Rewrite the part of the entries that opens with the line containing "Target = pink leg" and runs through the last line of the entries, keeping every line. Multiply each pixel coordinate in the answers by 1.45 and round to whole numbers with halves going up, and omit the images.
-- Begin Material --
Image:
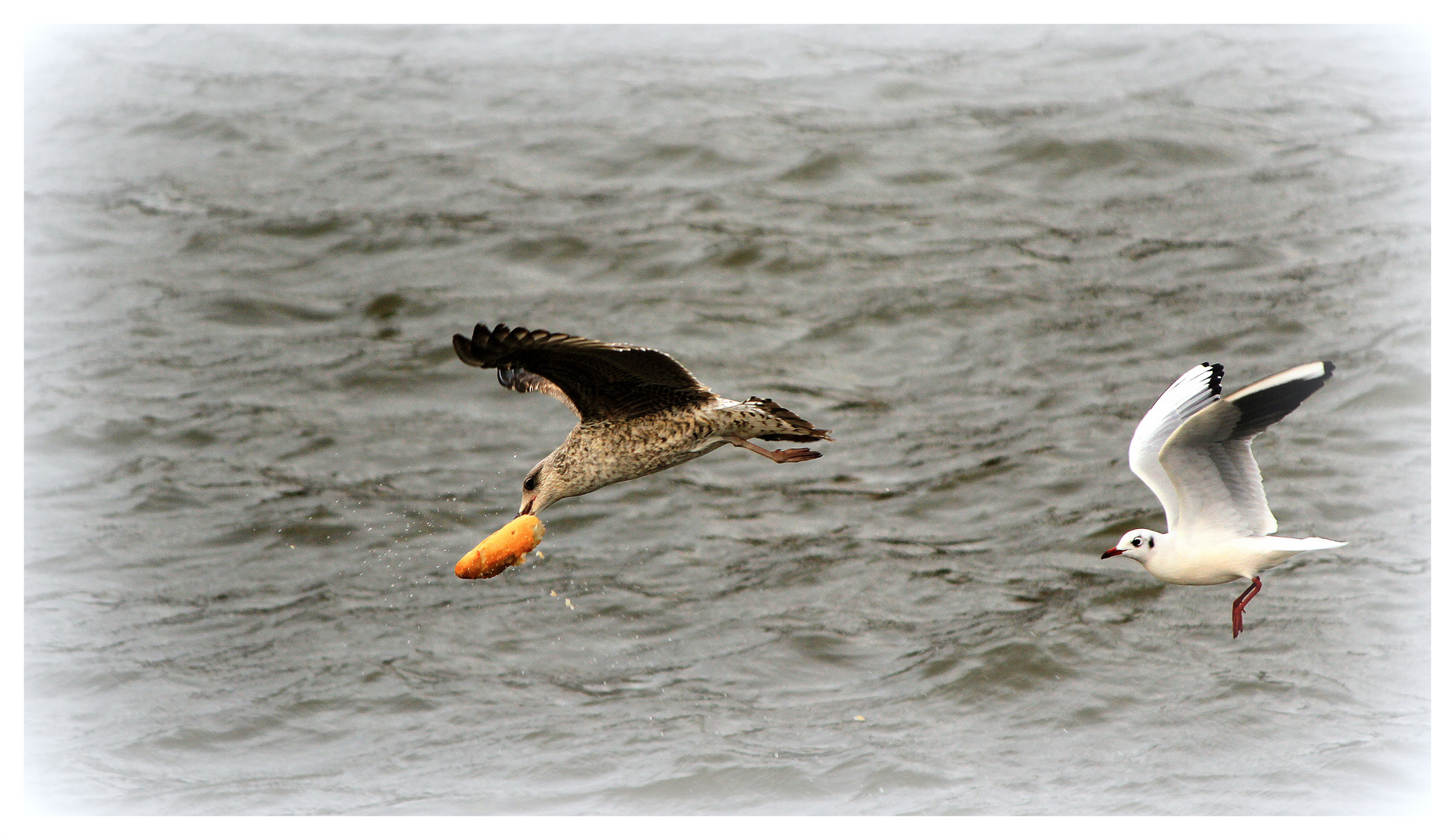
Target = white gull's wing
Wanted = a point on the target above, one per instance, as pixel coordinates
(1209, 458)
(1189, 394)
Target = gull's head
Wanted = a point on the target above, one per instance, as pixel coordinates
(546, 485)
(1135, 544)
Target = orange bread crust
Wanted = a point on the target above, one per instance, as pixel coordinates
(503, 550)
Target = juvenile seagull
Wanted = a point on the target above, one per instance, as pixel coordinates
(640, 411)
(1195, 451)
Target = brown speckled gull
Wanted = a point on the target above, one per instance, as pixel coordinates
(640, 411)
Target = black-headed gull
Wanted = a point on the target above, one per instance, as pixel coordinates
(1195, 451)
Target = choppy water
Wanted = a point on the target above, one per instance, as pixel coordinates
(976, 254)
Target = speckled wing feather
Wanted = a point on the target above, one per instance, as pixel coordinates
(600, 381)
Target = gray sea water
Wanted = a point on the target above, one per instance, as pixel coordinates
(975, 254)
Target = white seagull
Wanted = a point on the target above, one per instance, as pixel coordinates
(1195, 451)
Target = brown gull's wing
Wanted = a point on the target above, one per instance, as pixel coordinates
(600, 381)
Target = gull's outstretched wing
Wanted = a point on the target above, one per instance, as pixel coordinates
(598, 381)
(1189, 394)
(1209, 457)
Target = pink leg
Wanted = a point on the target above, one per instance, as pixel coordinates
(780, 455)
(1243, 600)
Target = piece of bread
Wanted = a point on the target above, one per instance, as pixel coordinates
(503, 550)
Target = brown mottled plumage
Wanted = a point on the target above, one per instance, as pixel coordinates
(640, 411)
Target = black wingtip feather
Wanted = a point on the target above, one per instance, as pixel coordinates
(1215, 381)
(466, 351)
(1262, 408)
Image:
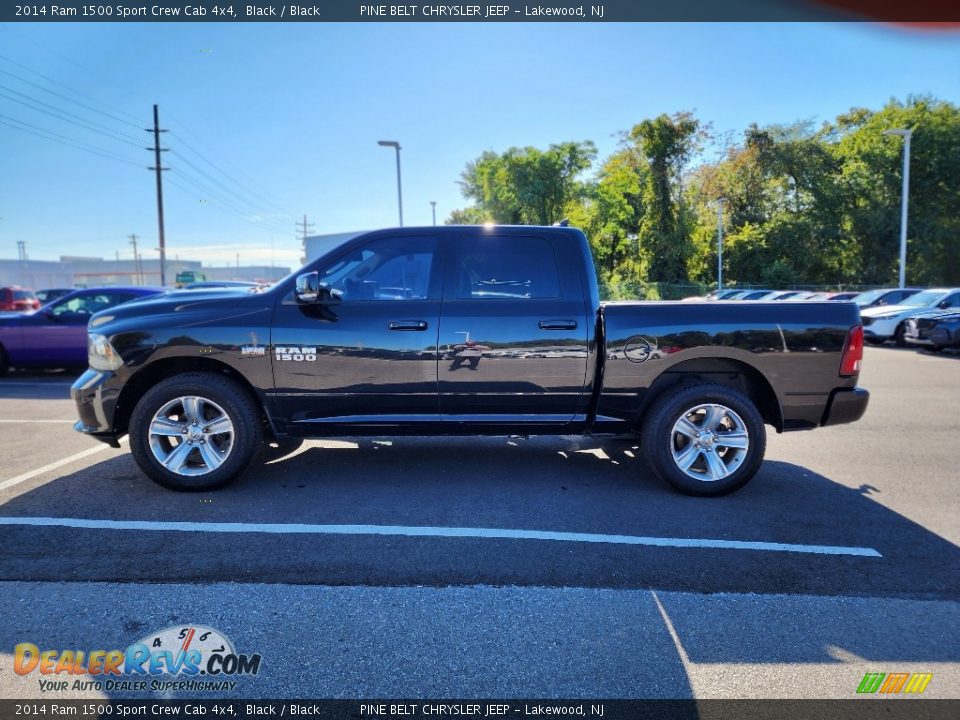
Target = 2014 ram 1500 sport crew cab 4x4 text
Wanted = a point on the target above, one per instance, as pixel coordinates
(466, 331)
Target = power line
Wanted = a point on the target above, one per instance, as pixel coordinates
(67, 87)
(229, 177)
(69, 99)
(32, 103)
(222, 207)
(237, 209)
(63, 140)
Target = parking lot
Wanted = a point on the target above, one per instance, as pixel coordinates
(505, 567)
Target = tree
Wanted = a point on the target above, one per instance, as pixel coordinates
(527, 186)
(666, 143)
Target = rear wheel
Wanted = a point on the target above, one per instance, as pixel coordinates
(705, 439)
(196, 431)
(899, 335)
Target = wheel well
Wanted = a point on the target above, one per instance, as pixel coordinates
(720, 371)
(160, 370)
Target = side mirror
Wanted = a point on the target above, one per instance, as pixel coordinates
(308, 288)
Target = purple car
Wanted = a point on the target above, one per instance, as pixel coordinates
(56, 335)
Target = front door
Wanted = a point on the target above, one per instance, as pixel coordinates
-- End Material --
▶ _Task result_
Target = pink leg
Wanted = a point on the target above, one per instance, as pixel coordinates
(1131, 660)
(1802, 870)
Target = piece of bread
Wanted = a point on the target above, one per instance, as pixel coordinates
(729, 798)
Target = brown mottled plumage
Wanted = a point on the target above, one per instance, as pixel coordinates
(928, 596)
Target = black wingtip feather
Wanted = a point on the target above, one per instance, as pixel coordinates
(1762, 552)
(676, 509)
(1830, 592)
Image:
Target = 2014 ram 1500 sport crew cab 4x4 text
Wanted = a point on the target above, one per instance, as pixel coordinates
(676, 480)
Target = power line
Wanted = a point on the target above, one per instance, as pixel coordinates
(97, 126)
(332, 257)
(100, 144)
(46, 149)
(322, 300)
(344, 303)
(91, 203)
Target = parking lot
Wanted = a point on the target above, one per instance, as pixel coordinates
(732, 822)
Target = tree
Wanted = a point on the target above, one per instance, as pixel coordinates
(764, 270)
(966, 207)
Target = rear wheel
Wanted = a point on the target above, one per instance, as pixel coordinates
(1022, 637)
(284, 625)
(1304, 486)
Target = wheel well
Wanted = a point on the target above, one per instance, as pixel coordinates
(1044, 538)
(232, 537)
Target = side mirror
Wanted = a point on the target above, one per instance, as pixel coordinates
(447, 418)
Target = purple car
Wanted = a point on the target above, one per instance, as pixel coordinates
(81, 486)
Target = front door
Wanted = a point on the target above, one per instance, as pixel coordinates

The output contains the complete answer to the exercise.